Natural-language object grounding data
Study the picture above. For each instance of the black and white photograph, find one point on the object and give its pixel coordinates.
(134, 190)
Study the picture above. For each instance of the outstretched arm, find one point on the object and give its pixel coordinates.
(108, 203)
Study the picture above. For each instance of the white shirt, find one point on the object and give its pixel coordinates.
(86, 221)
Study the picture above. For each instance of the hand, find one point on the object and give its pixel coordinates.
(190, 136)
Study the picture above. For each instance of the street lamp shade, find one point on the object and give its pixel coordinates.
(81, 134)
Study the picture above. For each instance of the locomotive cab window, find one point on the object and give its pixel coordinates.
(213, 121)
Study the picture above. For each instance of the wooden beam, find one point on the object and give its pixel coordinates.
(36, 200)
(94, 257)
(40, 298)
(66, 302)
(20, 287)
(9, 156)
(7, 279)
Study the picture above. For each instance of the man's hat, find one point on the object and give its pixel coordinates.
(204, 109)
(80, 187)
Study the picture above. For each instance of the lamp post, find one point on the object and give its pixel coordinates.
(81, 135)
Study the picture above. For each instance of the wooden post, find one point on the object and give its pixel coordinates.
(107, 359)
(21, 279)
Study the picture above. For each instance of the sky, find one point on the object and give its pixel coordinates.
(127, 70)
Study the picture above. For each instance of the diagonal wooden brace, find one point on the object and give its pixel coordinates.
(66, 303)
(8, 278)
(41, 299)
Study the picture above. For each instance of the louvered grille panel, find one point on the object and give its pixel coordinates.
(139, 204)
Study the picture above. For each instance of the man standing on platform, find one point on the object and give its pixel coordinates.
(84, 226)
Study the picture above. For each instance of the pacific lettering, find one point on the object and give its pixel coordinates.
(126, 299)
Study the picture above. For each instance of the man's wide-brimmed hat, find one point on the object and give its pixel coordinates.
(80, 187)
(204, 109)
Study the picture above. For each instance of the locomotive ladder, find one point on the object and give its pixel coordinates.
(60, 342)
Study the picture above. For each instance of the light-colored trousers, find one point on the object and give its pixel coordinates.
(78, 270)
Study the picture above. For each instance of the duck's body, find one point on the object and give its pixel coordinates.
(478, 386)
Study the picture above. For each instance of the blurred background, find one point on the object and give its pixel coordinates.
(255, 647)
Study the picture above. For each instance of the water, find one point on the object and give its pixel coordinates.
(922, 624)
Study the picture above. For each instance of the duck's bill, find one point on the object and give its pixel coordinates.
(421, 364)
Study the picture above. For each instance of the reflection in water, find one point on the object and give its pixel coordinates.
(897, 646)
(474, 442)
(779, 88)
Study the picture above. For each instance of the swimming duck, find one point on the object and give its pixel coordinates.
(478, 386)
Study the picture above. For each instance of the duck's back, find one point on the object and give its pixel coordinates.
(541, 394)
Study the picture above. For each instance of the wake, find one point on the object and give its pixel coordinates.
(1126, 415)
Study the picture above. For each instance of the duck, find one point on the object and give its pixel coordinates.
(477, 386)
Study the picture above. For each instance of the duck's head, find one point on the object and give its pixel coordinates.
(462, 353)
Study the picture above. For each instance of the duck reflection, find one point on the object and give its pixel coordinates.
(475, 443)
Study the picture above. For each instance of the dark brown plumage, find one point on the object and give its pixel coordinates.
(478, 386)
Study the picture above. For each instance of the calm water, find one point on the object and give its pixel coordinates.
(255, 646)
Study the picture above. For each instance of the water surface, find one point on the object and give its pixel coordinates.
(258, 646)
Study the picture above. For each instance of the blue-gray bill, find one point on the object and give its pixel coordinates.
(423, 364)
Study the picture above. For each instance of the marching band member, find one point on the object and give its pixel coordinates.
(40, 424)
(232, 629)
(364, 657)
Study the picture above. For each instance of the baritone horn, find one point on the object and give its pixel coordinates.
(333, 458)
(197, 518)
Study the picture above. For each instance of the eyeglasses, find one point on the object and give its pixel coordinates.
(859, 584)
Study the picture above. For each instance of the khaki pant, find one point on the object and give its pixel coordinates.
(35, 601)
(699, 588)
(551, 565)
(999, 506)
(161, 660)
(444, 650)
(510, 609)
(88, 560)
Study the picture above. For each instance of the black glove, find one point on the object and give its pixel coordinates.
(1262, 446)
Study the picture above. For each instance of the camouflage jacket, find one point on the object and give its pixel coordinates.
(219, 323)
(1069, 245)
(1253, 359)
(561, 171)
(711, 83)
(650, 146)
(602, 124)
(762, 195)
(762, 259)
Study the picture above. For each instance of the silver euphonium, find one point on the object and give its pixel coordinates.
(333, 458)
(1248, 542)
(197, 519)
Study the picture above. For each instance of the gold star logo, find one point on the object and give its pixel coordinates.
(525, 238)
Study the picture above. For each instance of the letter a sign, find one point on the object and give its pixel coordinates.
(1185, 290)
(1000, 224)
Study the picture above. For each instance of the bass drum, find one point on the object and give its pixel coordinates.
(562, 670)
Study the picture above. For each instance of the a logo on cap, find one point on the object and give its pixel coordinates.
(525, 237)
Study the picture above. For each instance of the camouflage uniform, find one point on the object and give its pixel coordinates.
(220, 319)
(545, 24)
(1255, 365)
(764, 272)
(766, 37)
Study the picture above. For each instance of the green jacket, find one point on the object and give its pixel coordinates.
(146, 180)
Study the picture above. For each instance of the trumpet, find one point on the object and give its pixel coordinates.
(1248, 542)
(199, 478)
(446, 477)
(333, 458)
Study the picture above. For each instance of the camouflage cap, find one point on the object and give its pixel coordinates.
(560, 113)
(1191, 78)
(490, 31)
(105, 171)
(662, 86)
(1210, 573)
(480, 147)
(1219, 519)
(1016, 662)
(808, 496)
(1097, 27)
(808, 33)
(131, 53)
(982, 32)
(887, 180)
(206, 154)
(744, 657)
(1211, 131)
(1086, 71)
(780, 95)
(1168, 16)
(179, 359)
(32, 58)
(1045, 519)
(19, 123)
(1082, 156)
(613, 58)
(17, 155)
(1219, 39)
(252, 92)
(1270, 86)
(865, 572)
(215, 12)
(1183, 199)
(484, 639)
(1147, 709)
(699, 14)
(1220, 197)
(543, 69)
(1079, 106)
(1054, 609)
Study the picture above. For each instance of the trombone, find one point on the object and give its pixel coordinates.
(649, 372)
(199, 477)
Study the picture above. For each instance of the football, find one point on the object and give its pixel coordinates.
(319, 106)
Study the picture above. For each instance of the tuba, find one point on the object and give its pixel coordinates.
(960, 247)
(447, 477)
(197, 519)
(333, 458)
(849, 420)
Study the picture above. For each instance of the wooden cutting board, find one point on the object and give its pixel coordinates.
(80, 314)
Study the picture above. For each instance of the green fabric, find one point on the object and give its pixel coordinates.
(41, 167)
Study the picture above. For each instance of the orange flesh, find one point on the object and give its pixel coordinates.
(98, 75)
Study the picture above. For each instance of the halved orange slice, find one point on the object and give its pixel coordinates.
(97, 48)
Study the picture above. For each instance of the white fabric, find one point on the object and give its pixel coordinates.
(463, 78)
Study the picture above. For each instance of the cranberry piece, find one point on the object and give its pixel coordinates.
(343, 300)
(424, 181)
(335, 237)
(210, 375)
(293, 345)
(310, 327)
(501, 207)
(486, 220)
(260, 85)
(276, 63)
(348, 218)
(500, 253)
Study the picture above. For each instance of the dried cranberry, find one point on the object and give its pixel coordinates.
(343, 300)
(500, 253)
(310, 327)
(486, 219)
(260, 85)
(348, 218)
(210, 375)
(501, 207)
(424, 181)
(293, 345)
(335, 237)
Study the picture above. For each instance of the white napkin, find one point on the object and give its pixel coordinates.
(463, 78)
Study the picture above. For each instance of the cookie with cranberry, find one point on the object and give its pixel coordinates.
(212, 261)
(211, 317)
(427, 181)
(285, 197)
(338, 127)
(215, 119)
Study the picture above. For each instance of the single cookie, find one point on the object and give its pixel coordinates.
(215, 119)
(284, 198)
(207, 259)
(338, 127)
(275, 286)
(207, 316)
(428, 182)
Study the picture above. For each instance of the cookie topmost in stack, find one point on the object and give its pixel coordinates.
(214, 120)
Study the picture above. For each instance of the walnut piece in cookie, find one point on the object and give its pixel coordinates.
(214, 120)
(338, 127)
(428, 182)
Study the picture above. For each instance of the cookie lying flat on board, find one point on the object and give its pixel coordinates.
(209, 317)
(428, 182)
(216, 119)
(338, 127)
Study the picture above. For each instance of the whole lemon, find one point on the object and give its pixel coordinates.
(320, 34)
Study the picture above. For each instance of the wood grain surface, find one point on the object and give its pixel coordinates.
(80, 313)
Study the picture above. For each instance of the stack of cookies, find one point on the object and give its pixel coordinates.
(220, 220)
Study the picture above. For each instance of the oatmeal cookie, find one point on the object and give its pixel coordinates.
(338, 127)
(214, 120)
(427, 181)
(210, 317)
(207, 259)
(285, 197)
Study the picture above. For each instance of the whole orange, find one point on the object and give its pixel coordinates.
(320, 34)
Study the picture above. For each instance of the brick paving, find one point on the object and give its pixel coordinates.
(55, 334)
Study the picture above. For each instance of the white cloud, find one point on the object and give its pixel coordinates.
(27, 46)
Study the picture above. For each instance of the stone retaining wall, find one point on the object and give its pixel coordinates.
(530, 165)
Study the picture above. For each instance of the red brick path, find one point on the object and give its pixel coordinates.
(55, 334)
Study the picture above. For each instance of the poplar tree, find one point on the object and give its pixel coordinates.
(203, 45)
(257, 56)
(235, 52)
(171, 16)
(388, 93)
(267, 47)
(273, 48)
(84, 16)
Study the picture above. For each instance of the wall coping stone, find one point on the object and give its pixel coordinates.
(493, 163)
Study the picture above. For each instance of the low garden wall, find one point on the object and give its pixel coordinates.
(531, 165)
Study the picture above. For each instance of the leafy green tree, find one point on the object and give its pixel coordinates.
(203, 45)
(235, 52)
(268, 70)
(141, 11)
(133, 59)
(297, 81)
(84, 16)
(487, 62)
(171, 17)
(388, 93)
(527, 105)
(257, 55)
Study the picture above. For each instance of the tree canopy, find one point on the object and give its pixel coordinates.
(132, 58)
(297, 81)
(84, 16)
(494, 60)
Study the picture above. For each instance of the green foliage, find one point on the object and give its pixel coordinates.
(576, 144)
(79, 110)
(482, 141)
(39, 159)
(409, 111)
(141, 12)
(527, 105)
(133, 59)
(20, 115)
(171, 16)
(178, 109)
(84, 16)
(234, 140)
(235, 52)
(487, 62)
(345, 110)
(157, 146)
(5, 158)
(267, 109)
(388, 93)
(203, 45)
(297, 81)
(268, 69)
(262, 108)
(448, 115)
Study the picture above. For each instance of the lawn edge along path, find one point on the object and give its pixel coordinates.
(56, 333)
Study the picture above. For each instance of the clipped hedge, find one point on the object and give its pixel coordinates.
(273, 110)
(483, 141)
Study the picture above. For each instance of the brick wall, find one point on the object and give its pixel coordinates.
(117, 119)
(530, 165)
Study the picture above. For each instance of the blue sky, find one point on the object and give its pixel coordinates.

Activity: Starting at the line in the records above that contains "brick wall, find", output every line up to and including the last one, with nothing added.

Your solution:
Study the picture above. For each instance of the brick wall, find one point on the object and give its pixel coordinates.
(117, 119)
(530, 165)
Study the picture above. For each instance of the blue sky, find one point on the object and give its pixel coordinates.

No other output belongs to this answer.